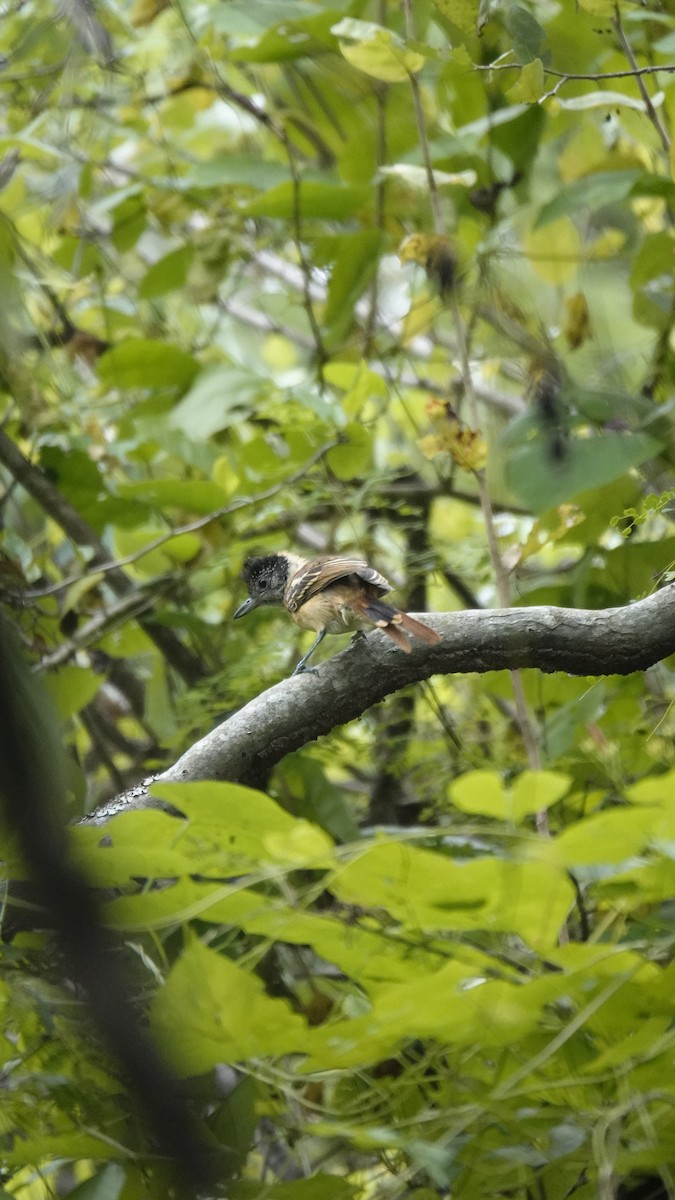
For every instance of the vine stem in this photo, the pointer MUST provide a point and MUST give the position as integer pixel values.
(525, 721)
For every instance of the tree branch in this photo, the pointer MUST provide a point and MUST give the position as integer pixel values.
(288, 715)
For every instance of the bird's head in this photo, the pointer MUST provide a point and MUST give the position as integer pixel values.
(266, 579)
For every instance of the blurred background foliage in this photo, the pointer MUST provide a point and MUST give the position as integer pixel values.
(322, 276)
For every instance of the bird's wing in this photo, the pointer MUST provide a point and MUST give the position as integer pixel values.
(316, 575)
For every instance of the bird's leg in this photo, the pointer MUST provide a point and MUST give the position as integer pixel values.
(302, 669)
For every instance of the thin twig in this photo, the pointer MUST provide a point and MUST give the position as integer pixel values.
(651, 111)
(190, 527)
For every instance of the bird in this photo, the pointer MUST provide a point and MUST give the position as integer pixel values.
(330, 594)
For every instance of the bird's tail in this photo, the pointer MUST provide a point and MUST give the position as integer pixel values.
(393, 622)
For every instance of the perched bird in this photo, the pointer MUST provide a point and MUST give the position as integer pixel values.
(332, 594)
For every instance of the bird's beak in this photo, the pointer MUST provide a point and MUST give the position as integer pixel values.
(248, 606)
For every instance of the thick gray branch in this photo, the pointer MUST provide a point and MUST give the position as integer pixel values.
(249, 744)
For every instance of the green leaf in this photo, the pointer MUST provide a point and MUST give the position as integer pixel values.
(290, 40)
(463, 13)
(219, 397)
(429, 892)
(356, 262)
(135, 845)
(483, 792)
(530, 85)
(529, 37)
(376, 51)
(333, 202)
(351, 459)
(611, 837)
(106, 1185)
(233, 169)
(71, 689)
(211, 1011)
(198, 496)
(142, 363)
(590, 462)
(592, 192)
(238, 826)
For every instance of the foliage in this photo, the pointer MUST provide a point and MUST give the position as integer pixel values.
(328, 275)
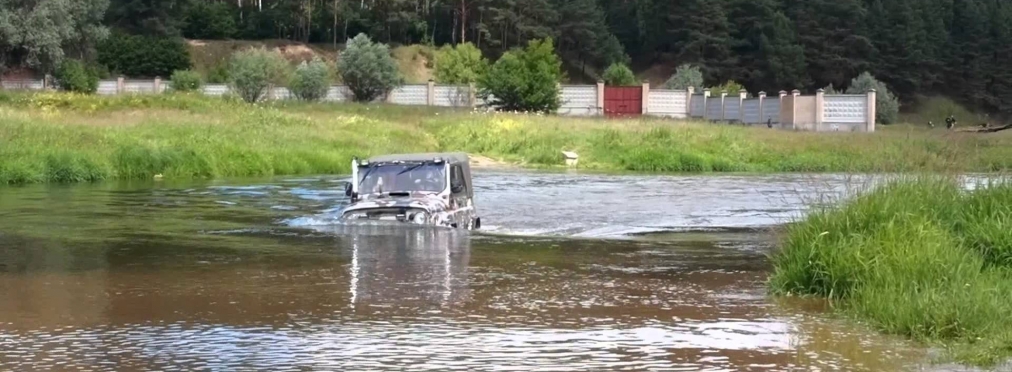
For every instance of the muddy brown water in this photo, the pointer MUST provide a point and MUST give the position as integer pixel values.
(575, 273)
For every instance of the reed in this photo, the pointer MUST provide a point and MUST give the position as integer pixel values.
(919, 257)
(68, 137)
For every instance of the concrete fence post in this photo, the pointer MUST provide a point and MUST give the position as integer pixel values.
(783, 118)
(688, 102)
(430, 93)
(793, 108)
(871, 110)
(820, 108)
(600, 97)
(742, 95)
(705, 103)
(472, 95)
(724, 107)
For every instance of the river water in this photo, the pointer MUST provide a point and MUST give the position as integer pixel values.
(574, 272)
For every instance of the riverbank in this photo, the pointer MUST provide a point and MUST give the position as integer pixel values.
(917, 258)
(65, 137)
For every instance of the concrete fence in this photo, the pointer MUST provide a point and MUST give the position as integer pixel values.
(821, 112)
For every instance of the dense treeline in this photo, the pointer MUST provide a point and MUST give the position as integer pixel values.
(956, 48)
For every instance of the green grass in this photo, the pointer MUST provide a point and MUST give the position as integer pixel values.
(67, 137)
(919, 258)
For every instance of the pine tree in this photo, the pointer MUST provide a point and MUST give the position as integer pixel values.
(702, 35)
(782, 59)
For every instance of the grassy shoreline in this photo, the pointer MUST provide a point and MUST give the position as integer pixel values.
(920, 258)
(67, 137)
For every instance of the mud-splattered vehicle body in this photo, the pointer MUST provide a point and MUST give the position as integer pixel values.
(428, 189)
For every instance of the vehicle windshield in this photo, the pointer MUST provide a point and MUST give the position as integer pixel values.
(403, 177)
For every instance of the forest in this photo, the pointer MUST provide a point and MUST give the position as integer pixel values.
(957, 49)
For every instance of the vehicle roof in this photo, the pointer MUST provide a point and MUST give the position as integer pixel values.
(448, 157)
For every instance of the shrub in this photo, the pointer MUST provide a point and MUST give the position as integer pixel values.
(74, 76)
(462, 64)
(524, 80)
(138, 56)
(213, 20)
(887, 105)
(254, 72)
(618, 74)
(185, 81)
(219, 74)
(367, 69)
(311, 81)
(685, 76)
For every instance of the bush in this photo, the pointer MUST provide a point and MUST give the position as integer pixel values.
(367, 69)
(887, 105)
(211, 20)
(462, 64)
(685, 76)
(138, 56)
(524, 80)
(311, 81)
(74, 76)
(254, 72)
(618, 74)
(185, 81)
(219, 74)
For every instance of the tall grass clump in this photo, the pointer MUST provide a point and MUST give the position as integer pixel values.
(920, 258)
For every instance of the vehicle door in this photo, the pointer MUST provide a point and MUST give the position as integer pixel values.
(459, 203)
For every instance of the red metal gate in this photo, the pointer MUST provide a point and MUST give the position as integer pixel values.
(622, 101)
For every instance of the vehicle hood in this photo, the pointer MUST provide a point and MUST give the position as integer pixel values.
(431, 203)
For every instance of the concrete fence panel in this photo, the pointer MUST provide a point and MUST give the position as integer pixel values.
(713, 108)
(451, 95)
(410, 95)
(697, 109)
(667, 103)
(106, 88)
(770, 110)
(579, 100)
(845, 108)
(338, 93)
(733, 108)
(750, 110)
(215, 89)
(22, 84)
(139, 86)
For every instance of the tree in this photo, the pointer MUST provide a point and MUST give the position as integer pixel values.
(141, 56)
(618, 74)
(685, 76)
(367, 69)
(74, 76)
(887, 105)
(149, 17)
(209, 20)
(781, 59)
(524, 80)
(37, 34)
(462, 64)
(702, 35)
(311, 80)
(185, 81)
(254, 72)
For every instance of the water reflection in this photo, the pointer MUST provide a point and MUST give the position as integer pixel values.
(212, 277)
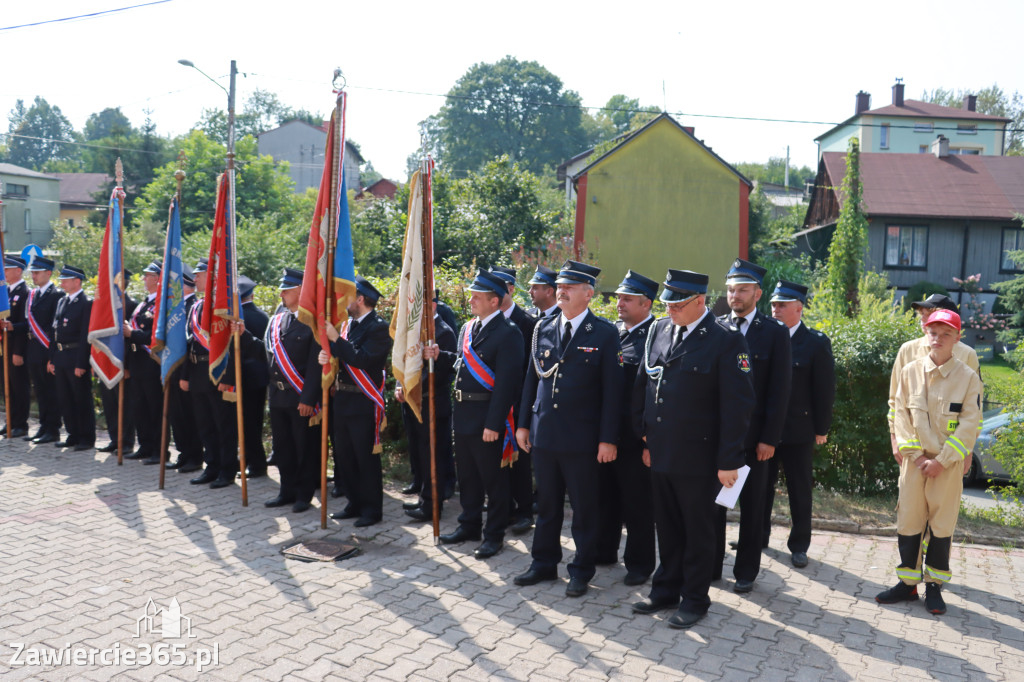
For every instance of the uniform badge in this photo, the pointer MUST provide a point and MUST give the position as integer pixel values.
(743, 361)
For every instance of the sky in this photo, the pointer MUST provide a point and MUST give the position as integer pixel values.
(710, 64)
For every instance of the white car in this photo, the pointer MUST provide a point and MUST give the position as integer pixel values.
******
- [Exercise objective]: All of the material above needs to be restated exactly, with no pictures.

- [Exercise response]:
For every instance of the vine stem in this photo, the pointer MUST provide a point and MUST give the position as integer pixel values.
(525, 721)
For every instance of the tree branch in this photo, the pointer MUST provide a point and MUST give the position as integer pixel values.
(288, 715)
For every instance of the bird's head in this photo, the pointer MUST provide a point and MUST give the position as integer pixel values.
(266, 579)
For every instance of the blurred background foliage in this photo, the pointer MUST provide a point and MUST give the position as integer pixel values.
(322, 276)
For every instance of the bird's wing in this photo, the pointer MUST provide a point and MUST give the position as integer pixel values.
(316, 575)
For every instance of the bird's leg in this photo, the pointer MUST provide a point and MUST give the position as integer pixel values.
(302, 669)
For every instance of the thin twig in this photo, the pointer MUST provide a point and MUST give the position as integer pixel values.
(651, 111)
(190, 527)
For every instance of the bird in this photo, the pointer MUST provide a point and MUST give the position as integer pixel values.
(330, 594)
For every instance of the bird's tail in this photo, the pointer MUST provide a point and MUST give the position as integer pixel values.
(393, 622)
For every instance of the perched bird in this photo, the pointer MUST provide a point and MUST give the position as integer pixel values.
(332, 594)
For every instance of the bird's beak in this photo, the pointer MUST provide a point and MUST give the position as integer pixel values.
(248, 606)
For every instance of the thick gray branch in this photo, the pointer MUST provide a point and MUST give the position as integer pixel values.
(249, 744)
For every instance of the green leaf in this photo, the pointer MUST provide a point and MUST give the position as integer pixel values.
(290, 40)
(463, 13)
(219, 397)
(429, 892)
(356, 262)
(135, 845)
(483, 792)
(530, 85)
(529, 37)
(376, 51)
(333, 202)
(351, 459)
(611, 837)
(106, 1185)
(233, 169)
(71, 689)
(211, 1011)
(198, 496)
(142, 363)
(590, 462)
(592, 192)
(238, 826)
For every instance of the foliage in this photo, the pointer MUST provide a point and MUST give the position as integer pixel values.
(328, 275)
For every instance of the muddy brown water in this photo, the pointer MUST provide a point and MUST give the position as integer pixel values.
(575, 273)
For every instance of the reed in this photo, the pointer MUST provide a point and MUST give the position as integer pixel values.
(919, 257)
(68, 137)
For every instance of the concrete fence post in this photo, the pointer MUST provide a point and MUST give the position as integer pixel values.
(783, 118)
(688, 102)
(430, 93)
(793, 108)
(871, 110)
(820, 108)
(600, 97)
(742, 95)
(705, 103)
(472, 95)
(724, 107)
For every instance of the river water in this photo, the pointer MUST provide a point and MUST give the position as integer pixel values.
(574, 272)
For every instance of the riverbank in this photo, the pointer MUST provide a point and MUST give the position as integer pixel values.
(917, 258)
(65, 137)
For every instance of the concrete fence in this photo, the pointer MUST provide a point and MUST give the position as integer pixel values.
(821, 112)
For every instance of the dense treeline in this photo, the pointer MUST provide a point and MUST give the position as integer pixel values.
(956, 48)
For every instance of the green grass in this photo, the pointer MUST provide a point and MUST give the position as integer pixel values.
(67, 137)
(919, 258)
For every instance of the pine tree in this photo, the pointer MUST provide a point and MUST give the position as integer pixel values.
(702, 35)
(782, 59)
For every instance of the grassy shoreline in this photo, the pointer MUST provide a point and MUST give the position as integer pixel values.
(920, 258)
(67, 137)
For every instance of the mud-splattered vehicle body in this photo, the pointer MUST provide a point and MUST give the position as integer pixel values.
(428, 189)
For every instance of the vehicle windshield in this photo, the pointer MUST provide a point and MUST give the position as integer pixel values.
(403, 177)
For every instance of the forest in this photo, the pointer MUST provide a point and MUST give the position as integer pixel values.
(957, 49)
For every instance of the vehicle roof in this photo, the pointer MUST provide a point and MUST give the position as integer pixel values.
(448, 157)
For every instance of the shrub in this photo, the pointer MUST provide a point and MUST give the position as integer pixel values.
(74, 76)
(462, 64)
(524, 80)
(138, 56)
(213, 20)
(887, 105)
(254, 72)
(618, 74)
(185, 81)
(219, 74)
(367, 69)
(311, 81)
(685, 76)
For every instance of the bush in this photo, the pointer MUST provide a point and MUST give the position as integer pixel values.
(367, 69)
(887, 105)
(211, 20)
(462, 64)
(685, 76)
(138, 56)
(524, 80)
(311, 81)
(74, 76)
(254, 72)
(618, 74)
(185, 81)
(219, 74)
For every instance of the tall grass clump in this photo, the pointer MUST provide a point and MUST give the position as integer pixel values.
(920, 258)
For every instance of the vehicle door in this photo, the pointer MUST provide a point and MUST give the position as integer pixel values.
(459, 203)
For every instance of the red metal gate in this photo, the pointer MUST provide a point and MUST give the position as integer pixel values.
(622, 101)
For every instance of the vehicle hood in this photo, the pointer MUST provide a point and MUST give the position as integer pixel values.
(431, 203)
For every instance of the concrete fence panel in this photo, the pointer MUST provide a point and MUST give the position as integer pixel values.
(713, 108)
(451, 95)
(410, 95)
(697, 109)
(667, 103)
(106, 88)
(770, 110)
(579, 100)
(845, 108)
(338, 93)
(733, 108)
(750, 110)
(215, 89)
(22, 84)
(139, 86)
For every instance of the tree in this photo, the pointer MUST provide a point and MUST give the position as integer pixel values.
(141, 56)
(618, 74)
(685, 76)
(367, 69)
(74, 76)
(887, 105)
(149, 17)
(209, 20)
(781, 59)
(524, 80)
(37, 34)
(462, 64)
(702, 35)
(311, 80)
(185, 81)
(254, 72)
For every instance of the water reflection in this photo, the pointer MUST provide a point and MUST give the position as integer pixel values.
(212, 277)
For every instance of the uniform badge in this photo, the pointer MUST provide a point and MUST give the position as integer pixel values.
(743, 361)
For every instance of the sky in this photo, the pointer MUST provide a point and MUST give the position as integer pixel values.
(710, 64)
For every instance of the white car in this photo, the pointer MUST provide a point and MUST give the position as integer pixel values.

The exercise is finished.